Goal
Reproduce only the material below from the line with "of the microgreen" to the line with "the green leaf", both ends included, copying every line and leaving all other wording unchanged. Scale each coordinate by 2.15 and round to whole numbers, with halves rounded up.
════════════════════
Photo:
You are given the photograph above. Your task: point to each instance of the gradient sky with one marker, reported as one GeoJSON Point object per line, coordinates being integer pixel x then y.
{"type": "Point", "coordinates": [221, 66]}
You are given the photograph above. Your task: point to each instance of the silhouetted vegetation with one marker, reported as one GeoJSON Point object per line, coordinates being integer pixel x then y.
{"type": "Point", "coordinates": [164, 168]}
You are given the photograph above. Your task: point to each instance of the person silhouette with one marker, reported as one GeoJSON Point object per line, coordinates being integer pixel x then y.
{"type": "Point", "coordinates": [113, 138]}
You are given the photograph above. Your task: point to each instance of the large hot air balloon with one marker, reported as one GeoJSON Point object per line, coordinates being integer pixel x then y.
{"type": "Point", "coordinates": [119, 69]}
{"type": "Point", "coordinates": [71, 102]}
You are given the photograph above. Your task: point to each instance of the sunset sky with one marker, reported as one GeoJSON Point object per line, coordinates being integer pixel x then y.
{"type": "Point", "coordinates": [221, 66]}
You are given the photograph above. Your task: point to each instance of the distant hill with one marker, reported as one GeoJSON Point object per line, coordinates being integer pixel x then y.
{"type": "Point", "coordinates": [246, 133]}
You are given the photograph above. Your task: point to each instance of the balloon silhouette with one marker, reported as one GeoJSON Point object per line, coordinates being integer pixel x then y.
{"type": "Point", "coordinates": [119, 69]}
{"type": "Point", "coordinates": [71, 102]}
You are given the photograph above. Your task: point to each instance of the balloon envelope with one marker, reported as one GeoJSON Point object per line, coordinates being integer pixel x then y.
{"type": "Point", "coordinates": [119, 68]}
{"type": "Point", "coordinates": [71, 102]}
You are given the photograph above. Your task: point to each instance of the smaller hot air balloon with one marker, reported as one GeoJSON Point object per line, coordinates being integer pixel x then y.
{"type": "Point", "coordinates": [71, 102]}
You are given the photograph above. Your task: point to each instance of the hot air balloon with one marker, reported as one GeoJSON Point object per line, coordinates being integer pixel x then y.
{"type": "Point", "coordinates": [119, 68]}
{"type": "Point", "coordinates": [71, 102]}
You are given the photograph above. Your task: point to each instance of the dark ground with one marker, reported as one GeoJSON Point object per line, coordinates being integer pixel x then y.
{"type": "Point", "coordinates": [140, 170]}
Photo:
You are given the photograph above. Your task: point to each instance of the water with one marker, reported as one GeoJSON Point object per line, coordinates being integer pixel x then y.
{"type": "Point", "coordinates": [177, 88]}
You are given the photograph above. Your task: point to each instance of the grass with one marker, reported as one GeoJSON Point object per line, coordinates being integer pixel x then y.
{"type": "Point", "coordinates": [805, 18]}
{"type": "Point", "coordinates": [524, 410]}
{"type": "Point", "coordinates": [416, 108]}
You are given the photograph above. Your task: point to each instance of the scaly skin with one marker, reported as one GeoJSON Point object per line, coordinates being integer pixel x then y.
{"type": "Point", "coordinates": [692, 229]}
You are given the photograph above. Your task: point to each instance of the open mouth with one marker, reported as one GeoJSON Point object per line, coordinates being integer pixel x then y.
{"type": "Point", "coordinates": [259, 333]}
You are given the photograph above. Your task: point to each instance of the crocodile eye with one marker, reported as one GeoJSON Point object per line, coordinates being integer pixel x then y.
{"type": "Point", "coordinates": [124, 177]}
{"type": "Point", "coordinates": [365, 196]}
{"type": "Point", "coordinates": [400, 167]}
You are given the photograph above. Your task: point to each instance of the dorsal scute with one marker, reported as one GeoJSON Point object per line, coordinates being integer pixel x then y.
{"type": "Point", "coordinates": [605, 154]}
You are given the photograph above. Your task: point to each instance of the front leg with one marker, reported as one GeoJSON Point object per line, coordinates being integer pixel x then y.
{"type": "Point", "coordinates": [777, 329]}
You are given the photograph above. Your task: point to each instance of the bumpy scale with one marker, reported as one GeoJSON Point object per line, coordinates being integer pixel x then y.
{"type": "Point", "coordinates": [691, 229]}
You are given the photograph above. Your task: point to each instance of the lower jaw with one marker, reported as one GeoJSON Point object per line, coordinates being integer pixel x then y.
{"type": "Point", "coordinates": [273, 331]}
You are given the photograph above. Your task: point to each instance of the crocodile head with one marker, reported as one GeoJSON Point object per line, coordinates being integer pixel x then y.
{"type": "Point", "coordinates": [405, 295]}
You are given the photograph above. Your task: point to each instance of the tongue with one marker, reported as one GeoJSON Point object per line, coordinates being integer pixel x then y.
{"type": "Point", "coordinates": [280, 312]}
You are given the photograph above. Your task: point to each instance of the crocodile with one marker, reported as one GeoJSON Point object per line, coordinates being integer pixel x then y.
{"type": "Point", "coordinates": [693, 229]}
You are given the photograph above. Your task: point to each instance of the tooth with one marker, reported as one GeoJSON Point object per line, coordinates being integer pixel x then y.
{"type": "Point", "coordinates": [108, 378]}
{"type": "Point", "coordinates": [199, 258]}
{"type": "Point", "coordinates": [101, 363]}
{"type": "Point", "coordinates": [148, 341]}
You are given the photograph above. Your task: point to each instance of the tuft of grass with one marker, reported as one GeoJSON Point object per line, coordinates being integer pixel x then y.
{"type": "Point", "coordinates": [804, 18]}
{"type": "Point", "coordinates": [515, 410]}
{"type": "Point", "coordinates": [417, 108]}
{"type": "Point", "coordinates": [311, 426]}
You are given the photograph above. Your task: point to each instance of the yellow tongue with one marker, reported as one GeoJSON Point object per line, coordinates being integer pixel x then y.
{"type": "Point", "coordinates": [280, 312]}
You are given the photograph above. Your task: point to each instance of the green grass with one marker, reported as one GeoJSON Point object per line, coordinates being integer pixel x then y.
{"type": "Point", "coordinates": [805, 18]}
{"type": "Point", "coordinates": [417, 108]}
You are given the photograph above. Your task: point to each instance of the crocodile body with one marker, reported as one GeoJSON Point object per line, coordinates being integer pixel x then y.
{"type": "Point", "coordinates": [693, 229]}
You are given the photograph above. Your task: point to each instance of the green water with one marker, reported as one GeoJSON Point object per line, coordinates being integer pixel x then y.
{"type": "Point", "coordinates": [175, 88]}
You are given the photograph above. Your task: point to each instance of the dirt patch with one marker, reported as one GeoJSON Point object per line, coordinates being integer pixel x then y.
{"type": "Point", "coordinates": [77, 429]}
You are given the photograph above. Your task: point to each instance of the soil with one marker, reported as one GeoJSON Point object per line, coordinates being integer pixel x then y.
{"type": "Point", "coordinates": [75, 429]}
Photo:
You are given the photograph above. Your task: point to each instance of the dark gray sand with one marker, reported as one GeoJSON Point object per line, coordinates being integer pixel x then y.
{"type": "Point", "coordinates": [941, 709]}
════════════════════
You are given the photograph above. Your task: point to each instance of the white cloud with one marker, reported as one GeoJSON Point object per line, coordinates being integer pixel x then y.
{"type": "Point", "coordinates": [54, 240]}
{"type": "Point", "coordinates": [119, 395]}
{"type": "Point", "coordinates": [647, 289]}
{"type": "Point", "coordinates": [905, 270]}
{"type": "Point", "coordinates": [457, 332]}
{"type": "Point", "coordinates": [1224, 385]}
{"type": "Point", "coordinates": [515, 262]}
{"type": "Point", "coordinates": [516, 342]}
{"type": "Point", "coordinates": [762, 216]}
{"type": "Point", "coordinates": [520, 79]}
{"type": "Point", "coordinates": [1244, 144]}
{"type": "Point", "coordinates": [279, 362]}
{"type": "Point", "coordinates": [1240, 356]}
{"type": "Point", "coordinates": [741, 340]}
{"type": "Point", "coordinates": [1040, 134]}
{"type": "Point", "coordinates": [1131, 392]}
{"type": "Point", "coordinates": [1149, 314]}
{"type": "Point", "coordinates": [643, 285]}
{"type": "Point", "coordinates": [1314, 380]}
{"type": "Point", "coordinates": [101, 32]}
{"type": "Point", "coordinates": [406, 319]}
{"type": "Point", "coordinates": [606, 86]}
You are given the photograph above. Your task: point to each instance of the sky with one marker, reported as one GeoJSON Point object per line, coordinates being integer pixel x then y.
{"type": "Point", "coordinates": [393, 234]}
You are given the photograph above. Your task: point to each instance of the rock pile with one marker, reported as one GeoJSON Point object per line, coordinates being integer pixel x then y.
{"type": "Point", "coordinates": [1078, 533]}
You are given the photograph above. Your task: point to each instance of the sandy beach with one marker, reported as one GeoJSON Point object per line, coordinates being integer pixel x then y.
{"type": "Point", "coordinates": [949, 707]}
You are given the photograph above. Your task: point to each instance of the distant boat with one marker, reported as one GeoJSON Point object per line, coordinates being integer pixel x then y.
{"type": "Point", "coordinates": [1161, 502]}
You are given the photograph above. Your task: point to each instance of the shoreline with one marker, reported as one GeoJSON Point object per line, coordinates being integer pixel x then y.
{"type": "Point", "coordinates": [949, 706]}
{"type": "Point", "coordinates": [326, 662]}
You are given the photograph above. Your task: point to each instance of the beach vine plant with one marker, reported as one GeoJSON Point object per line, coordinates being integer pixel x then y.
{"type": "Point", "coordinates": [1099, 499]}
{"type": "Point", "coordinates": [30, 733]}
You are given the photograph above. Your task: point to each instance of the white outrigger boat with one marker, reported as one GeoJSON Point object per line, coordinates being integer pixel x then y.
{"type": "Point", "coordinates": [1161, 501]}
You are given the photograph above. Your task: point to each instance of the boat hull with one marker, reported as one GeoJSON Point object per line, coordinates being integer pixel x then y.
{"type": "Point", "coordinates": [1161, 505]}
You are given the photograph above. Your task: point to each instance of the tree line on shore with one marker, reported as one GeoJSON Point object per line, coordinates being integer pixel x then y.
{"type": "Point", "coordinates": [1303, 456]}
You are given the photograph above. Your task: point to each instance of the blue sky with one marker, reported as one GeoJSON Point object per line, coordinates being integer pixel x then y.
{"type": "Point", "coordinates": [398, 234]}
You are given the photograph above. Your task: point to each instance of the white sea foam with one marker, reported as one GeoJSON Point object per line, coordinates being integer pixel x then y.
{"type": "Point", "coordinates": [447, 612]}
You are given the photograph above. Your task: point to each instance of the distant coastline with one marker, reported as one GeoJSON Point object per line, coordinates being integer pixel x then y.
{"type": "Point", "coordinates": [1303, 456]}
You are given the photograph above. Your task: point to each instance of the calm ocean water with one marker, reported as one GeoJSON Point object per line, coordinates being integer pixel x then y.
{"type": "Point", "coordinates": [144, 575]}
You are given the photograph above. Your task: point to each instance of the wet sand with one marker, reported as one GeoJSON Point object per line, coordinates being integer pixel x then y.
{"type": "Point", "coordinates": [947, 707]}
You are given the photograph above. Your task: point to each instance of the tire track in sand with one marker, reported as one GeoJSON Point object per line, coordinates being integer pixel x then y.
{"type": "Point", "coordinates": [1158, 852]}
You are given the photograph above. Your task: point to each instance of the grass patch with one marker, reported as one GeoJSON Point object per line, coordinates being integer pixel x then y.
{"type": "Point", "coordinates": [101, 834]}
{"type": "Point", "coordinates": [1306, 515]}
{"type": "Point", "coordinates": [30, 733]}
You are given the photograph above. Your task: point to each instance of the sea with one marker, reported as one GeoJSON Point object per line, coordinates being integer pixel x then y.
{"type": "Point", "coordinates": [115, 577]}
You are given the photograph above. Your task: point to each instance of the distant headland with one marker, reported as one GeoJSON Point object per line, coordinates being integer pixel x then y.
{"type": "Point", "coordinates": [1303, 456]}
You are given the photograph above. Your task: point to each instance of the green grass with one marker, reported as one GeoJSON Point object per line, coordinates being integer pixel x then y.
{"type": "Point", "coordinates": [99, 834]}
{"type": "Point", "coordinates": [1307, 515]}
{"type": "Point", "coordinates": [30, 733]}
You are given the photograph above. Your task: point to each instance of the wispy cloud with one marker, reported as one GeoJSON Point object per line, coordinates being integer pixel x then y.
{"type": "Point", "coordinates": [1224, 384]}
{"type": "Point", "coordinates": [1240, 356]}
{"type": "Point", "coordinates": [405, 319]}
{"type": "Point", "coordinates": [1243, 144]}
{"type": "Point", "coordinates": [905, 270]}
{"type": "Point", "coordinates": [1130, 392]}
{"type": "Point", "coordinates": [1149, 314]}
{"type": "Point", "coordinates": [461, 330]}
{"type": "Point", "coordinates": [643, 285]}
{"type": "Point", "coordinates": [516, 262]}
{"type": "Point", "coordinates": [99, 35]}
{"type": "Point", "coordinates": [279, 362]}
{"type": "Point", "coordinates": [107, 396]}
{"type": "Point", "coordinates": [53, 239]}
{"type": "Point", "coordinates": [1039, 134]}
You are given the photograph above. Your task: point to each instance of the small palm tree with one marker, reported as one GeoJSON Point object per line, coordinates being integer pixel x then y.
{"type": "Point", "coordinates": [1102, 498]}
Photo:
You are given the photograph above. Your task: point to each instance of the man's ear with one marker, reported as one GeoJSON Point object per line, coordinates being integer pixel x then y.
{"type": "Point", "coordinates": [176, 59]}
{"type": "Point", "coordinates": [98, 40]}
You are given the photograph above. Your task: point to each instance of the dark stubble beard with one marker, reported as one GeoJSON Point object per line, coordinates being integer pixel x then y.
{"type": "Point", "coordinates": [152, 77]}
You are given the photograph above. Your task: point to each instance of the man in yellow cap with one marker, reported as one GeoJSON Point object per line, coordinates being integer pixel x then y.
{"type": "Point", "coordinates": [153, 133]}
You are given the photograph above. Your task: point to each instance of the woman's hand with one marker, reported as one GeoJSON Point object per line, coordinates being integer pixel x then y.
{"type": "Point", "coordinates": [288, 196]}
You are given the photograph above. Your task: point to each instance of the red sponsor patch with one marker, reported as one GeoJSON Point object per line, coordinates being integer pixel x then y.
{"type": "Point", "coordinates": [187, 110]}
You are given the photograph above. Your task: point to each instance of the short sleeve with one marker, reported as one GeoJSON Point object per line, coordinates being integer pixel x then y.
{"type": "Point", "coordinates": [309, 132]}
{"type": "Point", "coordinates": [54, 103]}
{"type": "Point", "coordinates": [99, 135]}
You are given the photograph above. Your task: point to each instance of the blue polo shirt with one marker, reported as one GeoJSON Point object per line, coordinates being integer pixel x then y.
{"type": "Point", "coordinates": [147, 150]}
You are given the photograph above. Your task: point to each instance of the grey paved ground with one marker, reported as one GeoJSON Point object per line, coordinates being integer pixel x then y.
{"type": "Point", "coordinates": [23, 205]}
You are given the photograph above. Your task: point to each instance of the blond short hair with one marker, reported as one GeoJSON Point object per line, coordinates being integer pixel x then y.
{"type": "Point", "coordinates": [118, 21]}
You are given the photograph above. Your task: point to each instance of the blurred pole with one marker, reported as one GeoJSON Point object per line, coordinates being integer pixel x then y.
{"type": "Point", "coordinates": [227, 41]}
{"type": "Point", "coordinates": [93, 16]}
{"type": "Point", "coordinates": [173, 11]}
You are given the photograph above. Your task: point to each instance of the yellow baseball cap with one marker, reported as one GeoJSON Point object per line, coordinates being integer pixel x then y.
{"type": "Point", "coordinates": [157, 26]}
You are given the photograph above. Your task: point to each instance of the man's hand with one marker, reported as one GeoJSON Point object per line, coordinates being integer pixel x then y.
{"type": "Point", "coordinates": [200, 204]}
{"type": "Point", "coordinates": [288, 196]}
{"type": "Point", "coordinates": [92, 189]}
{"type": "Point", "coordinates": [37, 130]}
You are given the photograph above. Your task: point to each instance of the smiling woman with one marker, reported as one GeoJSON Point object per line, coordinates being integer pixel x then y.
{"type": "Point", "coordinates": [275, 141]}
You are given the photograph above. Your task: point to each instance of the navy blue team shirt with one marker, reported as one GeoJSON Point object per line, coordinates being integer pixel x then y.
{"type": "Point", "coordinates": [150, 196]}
════════════════════
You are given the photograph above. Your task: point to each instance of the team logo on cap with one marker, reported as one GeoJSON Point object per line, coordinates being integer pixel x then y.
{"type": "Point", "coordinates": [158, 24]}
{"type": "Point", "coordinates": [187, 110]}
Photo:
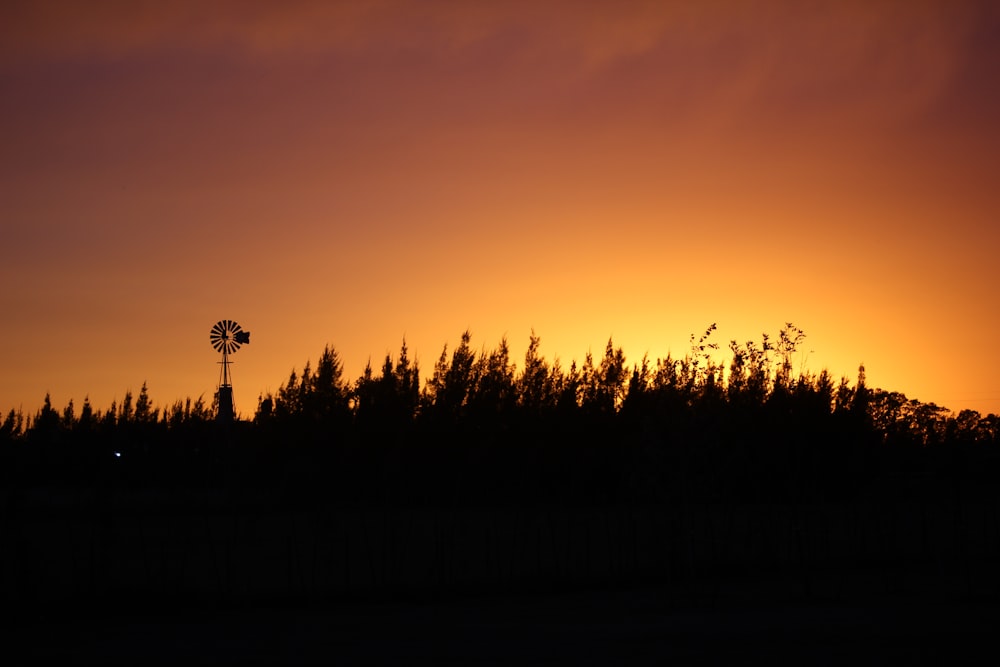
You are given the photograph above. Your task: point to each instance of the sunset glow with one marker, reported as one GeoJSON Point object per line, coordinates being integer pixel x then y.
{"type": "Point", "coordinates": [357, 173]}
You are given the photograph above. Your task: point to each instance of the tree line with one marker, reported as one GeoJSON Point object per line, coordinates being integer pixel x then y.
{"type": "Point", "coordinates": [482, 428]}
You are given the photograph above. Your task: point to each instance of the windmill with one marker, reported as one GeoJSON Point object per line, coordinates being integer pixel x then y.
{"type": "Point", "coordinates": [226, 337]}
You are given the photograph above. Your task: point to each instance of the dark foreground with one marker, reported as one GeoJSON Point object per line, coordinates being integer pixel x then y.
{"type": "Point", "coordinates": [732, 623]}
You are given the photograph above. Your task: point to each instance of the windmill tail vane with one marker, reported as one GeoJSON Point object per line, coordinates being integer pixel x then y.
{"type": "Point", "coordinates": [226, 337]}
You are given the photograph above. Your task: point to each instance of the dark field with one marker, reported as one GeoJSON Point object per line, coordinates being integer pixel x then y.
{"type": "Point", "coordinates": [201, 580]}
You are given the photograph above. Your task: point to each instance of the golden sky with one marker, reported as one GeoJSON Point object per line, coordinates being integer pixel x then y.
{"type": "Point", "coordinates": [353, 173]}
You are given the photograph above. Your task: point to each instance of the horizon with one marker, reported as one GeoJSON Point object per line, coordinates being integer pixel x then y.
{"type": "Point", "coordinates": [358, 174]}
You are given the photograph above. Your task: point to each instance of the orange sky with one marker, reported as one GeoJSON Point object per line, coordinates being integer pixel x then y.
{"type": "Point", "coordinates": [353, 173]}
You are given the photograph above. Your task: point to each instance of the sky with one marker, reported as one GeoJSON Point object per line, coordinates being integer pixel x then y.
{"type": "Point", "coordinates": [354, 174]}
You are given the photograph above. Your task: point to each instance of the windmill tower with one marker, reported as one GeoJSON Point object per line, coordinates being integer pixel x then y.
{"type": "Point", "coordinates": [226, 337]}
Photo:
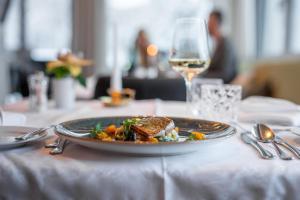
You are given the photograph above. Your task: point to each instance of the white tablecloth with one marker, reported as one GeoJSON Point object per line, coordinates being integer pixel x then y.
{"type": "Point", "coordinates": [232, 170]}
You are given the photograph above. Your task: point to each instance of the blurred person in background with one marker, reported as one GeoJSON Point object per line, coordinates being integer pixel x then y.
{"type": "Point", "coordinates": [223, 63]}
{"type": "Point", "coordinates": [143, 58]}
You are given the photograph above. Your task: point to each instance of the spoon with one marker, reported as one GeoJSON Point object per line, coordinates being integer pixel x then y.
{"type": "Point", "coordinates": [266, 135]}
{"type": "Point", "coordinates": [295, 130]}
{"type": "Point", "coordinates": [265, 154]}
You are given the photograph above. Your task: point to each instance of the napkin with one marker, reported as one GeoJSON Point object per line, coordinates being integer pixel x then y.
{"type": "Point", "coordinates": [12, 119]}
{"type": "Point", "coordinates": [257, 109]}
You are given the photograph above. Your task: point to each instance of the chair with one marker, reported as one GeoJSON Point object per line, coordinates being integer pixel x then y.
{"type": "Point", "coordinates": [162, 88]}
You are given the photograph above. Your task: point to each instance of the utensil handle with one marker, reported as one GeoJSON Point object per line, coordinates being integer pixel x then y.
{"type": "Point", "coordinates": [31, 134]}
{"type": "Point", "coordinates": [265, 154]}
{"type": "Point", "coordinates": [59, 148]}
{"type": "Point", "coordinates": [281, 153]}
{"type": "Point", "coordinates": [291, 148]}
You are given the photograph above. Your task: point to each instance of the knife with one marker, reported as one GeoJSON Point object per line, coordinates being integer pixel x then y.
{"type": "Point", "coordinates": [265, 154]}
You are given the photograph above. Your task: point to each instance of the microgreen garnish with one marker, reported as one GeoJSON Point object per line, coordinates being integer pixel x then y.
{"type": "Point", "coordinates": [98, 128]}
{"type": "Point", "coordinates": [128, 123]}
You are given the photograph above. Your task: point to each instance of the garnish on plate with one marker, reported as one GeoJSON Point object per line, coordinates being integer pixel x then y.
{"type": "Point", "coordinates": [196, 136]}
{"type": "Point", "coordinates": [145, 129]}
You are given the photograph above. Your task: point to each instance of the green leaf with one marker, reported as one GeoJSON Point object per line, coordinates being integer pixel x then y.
════════════════════
Written response
You are given the photograph above. Your task: point to each instance of the microgreen garnish with one marker, reported as one GeoJSON Point object per line, coordinates being integer pixel x then y.
{"type": "Point", "coordinates": [211, 275]}
{"type": "Point", "coordinates": [275, 264]}
You are given the photograph above. Your task: point to each instance of the garnish on plate with one marker, reported as one GeoJSON Point object per line, coordinates being integer pixel x then y.
{"type": "Point", "coordinates": [421, 292]}
{"type": "Point", "coordinates": [312, 277]}
You are given the photograph above. Your task: point to each instance of the green leaf with one marker, reported as one GeoJSON Point object per line, coordinates being integer pixel x then y.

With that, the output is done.